# [What is asked]
Transcribe the records below exactly as they appear, omitting any pictures.
# # # # # # #
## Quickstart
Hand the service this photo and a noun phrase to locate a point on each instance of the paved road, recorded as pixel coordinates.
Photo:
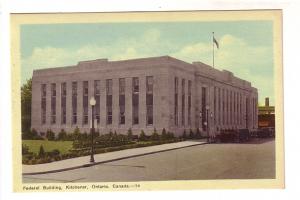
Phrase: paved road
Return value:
(255, 160)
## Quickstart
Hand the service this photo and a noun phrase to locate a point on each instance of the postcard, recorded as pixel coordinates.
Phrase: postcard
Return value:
(172, 100)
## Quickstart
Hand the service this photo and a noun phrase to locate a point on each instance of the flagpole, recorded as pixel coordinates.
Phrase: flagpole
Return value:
(213, 51)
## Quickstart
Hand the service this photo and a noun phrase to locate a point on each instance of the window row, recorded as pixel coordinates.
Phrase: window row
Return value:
(109, 101)
(183, 102)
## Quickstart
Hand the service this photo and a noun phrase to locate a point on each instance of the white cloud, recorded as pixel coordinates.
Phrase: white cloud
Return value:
(235, 54)
(252, 63)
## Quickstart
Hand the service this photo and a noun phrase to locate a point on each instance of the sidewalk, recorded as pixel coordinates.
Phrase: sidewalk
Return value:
(75, 163)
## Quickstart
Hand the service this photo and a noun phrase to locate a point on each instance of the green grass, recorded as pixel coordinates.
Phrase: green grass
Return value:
(34, 145)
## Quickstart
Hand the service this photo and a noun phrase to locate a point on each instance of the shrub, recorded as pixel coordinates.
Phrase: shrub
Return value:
(142, 136)
(62, 135)
(170, 135)
(41, 152)
(31, 135)
(164, 135)
(76, 133)
(25, 149)
(154, 135)
(50, 135)
(198, 134)
(184, 136)
(129, 134)
(191, 136)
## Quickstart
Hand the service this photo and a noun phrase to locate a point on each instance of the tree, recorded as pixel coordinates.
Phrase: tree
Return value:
(154, 135)
(184, 135)
(198, 134)
(50, 135)
(142, 136)
(164, 135)
(191, 136)
(76, 133)
(129, 134)
(62, 135)
(41, 152)
(26, 106)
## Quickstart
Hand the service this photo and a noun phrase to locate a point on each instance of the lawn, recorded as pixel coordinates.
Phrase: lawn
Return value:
(34, 145)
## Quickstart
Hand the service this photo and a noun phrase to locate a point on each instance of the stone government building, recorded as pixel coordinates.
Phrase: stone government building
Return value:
(147, 93)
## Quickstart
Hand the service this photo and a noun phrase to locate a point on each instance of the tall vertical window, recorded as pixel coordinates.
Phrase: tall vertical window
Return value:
(223, 107)
(122, 100)
(109, 101)
(183, 102)
(149, 100)
(227, 108)
(189, 101)
(85, 102)
(230, 107)
(219, 106)
(43, 103)
(63, 97)
(215, 104)
(74, 102)
(176, 101)
(53, 103)
(204, 122)
(97, 98)
(135, 100)
(241, 110)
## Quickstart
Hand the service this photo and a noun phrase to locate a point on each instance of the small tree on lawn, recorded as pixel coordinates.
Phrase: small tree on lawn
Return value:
(76, 133)
(25, 149)
(62, 135)
(129, 134)
(154, 135)
(41, 152)
(198, 134)
(50, 135)
(164, 135)
(142, 136)
(191, 136)
(170, 135)
(184, 135)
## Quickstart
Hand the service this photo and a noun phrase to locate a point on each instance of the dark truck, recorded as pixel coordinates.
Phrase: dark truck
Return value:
(234, 135)
(266, 132)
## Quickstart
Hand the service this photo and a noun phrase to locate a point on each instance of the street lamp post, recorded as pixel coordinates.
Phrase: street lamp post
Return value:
(207, 122)
(92, 103)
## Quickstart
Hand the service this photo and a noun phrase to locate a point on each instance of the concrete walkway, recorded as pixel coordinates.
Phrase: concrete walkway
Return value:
(79, 162)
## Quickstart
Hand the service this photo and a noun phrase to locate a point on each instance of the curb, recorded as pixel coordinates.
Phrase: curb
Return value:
(107, 161)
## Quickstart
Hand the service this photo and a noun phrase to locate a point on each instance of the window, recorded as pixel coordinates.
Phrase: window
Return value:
(135, 100)
(183, 102)
(109, 101)
(53, 103)
(215, 104)
(43, 103)
(149, 100)
(189, 101)
(219, 106)
(203, 108)
(85, 102)
(223, 106)
(122, 101)
(63, 102)
(176, 102)
(74, 102)
(97, 98)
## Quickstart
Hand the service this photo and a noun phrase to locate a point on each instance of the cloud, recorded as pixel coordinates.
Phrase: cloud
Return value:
(253, 63)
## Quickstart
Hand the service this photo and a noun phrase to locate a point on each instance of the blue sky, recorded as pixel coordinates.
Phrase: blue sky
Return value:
(246, 47)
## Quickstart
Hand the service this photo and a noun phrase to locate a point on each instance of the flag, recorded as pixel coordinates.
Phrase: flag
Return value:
(216, 42)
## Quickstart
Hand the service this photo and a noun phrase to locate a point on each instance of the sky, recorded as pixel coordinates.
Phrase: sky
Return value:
(245, 47)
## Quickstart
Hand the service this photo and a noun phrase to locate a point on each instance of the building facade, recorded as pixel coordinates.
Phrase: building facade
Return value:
(142, 94)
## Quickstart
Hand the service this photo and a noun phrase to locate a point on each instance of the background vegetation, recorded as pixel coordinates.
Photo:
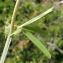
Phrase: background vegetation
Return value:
(21, 49)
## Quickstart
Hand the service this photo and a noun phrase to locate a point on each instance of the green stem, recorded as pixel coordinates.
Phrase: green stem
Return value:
(11, 30)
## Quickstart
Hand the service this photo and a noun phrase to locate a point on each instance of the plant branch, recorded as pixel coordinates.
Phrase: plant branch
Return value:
(11, 30)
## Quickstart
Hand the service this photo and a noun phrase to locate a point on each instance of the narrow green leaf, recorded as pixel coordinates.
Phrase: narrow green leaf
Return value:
(37, 43)
(35, 29)
(36, 18)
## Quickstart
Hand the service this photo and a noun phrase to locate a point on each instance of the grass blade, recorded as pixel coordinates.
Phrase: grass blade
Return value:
(35, 29)
(36, 18)
(37, 43)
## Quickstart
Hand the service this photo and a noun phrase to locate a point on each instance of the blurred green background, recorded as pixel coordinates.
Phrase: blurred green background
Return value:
(22, 50)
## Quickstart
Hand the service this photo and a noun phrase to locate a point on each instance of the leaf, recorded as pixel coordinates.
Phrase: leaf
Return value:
(36, 18)
(35, 29)
(37, 43)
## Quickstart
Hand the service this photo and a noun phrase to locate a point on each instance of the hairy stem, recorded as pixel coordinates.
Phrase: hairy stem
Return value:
(11, 30)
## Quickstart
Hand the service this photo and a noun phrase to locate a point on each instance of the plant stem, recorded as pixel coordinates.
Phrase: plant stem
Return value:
(8, 41)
# # # # # # #
# [Expected output]
## Quickstart
Hand the service this photo and a noun phrase to locate a point on each instance of the paved road, recorded as pixel coordinates.
Photo:
Phrase: paved road
Return value:
(255, 160)
## Quickstart
Hand the service this photo and a noun phrase to locate a point on each instance of the postcard, recorded as pixel coordinates.
Phrase: postcard
Return value:
(172, 100)
## Quickstart
Hand the service this photo and a noun phrase to locate a point on each instance of the flagpole, recorded as pixel coordinates.
Phrase: flagpole
Return value:
(213, 51)
## Quickstart
Hand the service this photo and a noun phrase to locate a point on each instance of the window row, recorded as pixel coordinates.
Phrase: window row
Return value:
(109, 101)
(183, 102)
## Quickstart
Hand the service this photo and a noun phrase to locate a point on each instance of the white cloud, recorded as pixel coordinates.
Phrase: white cloud
Return value:
(235, 54)
(252, 63)
## Quickstart
Hand the service this photo and a noun phrase to locate a point on each instance of the sidewalk, recorded as pixel coordinates.
Phrase: sidewalk
Return value:
(75, 163)
## Quickstart
Hand the service this photo and a noun phrase to locate a point on each instance of the green grass, recorded as pixel coordinates.
Phrase: green grass
Return value:
(34, 145)
## Quickstart
Hand the service this photo and a noun phrase to locate a point on each instance of the shrub, recorded as pixel coordinates.
Phrase: shrub
Return value:
(142, 136)
(62, 135)
(170, 135)
(41, 152)
(31, 135)
(164, 135)
(76, 133)
(25, 149)
(154, 135)
(50, 135)
(198, 134)
(184, 136)
(129, 134)
(191, 136)
## Quickstart
Hand the service this photo and a noun phrase to locate a point on each instance of the tree, recorded as pixel coordinates.
Phrase: tree
Return value:
(154, 135)
(184, 135)
(198, 134)
(50, 135)
(142, 136)
(164, 135)
(191, 136)
(76, 133)
(129, 134)
(62, 135)
(41, 152)
(26, 106)
## Quickstart
Hand the service this photo and a noun phrase to locate a point on each instance of the lawn, recorded as pixel coordinates.
Phrase: lawn
Return value:
(34, 145)
## Quickstart
Hand the service this photo and a noun phrase to locate a point on each instance of the stone government building, recorded as pixel coordinates.
Phrase: stone government building
Return value:
(147, 93)
## Quickstart
Hand the service this photo and a noun phrase to locate a point on each instance of the tall vertical window, recorded as pixel coordinates.
Phrase: tall vertical window
Return value:
(223, 107)
(122, 100)
(109, 101)
(183, 102)
(149, 100)
(227, 108)
(189, 101)
(85, 102)
(230, 107)
(219, 106)
(43, 103)
(63, 97)
(215, 104)
(74, 102)
(176, 101)
(53, 103)
(204, 122)
(97, 98)
(135, 100)
(241, 110)
## Quickstart
Hand the service this photo and a noun phrase to locate a point on each instance of the small tree on lawn, recorded as pixel coordinates.
Phrase: small tree on lawn
Return value:
(76, 133)
(25, 149)
(62, 135)
(129, 134)
(154, 135)
(41, 152)
(198, 134)
(50, 135)
(164, 135)
(142, 136)
(191, 136)
(170, 135)
(184, 135)
## Quickstart
Hand the service this photo and a noun phrase to locate a point on each instance of the dark truck, recorded as pixel coordinates.
Phrase: dark truck
Return value:
(234, 135)
(266, 132)
## Quickstart
Hand the service this photo and a noun phrase to locate a point on each instance of the street lamp post, recorded as pixel coordinates.
Phrase: street lamp post
Return value:
(207, 122)
(92, 103)
## Quickstart
Hand the service this photo and a noun phrase to locate a point on each instance of the concrete walkway, recorded as pixel coordinates.
Phrase: concrete walkway
Return value:
(79, 162)
## Quickstart
Hand the service this photo and a noun phrase to locate a point on each instance of the curb, recorded as pixel coordinates.
Phrase: curb
Return value:
(107, 161)
## Quickstart
Hand the service this photo and a noun phrase to locate a point on each instance of the window, recorded as pixel coordinates.
Phrase: window
Return value:
(135, 100)
(183, 102)
(109, 101)
(53, 103)
(215, 104)
(43, 103)
(149, 100)
(189, 101)
(219, 106)
(203, 108)
(85, 102)
(223, 106)
(122, 101)
(63, 102)
(176, 102)
(74, 102)
(97, 98)
## Quickstart
Hand the service this photo and a noun phrase to locate a point on each instance of the cloud, recorded as pixel coordinates.
Phrase: cloud
Return value:
(253, 63)
## Quickstart
Hand the service this photo and a noun phrase to locate a point on each instance of the blue sky, recorded as pixel coordinates.
Phrase: blue sky
Return value:
(246, 47)
## Quickstart
Hand the service this photo and a noun phrase to locate a point on each instance of the flag, recorded as pixel coordinates.
Phrase: flag
Return value:
(216, 42)
## Quickstart
Hand the service this photo and a noun phrase to locate a point on each instance of the sky, recorded as pixel coordinates.
Phrase: sky
Return value:
(245, 47)
## Quickstart
Hand the service this photo and a noun phrase to locate a point on each instance of the building facade, recorded as pixel coordinates.
Phrase: building facade
Return value:
(142, 94)
## Quickstart
Hand the service this photo and a noun phrase to locate a point on each instance of the background vegetation, recorded as pixel coordinates.
Photo:
Phrase: background vegetation
Return value:
(21, 49)
## Quickstart
Hand the service this photo and a noun phrase to locate a point on each instance of the green stem, recorded as pixel coordinates.
Phrase: green stem
Return value:
(11, 30)
## Quickstart
Hand the service this photo and a noun phrase to locate a point on each instance of the plant branch, recorded as pixel coordinates.
Phrase: plant branch
Return value:
(11, 30)
## Quickstart
Hand the service this photo and a noun phrase to locate a point on each instance of the narrow green leaf, recorded as pixel coordinates.
Phrase: narrow green leaf
Return value:
(37, 43)
(35, 29)
(36, 18)
## Quickstart
Hand the service this photo and a noun phrase to locate a point on each instance of the grass blade, recorded as pixel coordinates.
Phrase: grass blade
Return value:
(35, 29)
(36, 18)
(37, 43)
## Quickstart
Hand the service this photo and a noun phrase to locate a point on each instance of the blurred green background, recorded as pixel coordinates.
Phrase: blurred green background
Return value:
(22, 50)
## Quickstart
Hand the service this photo and a noun phrase to locate a point on each instance of the leaf, recorded as pixel coordinates.
Phrase: leaf
Return value:
(36, 18)
(35, 29)
(37, 43)
## Quickstart
Hand the service this photo and a noun phrase to locate a point on each instance of the hairy stem, recorded as pixel coordinates.
Phrase: hairy stem
Return value:
(11, 30)
## Quickstart
Hand the service this photo and a noun phrase to locate a point on each instance of the plant stem, recorded as pixel coordinates.
Phrase: plant stem
Return value:
(8, 41)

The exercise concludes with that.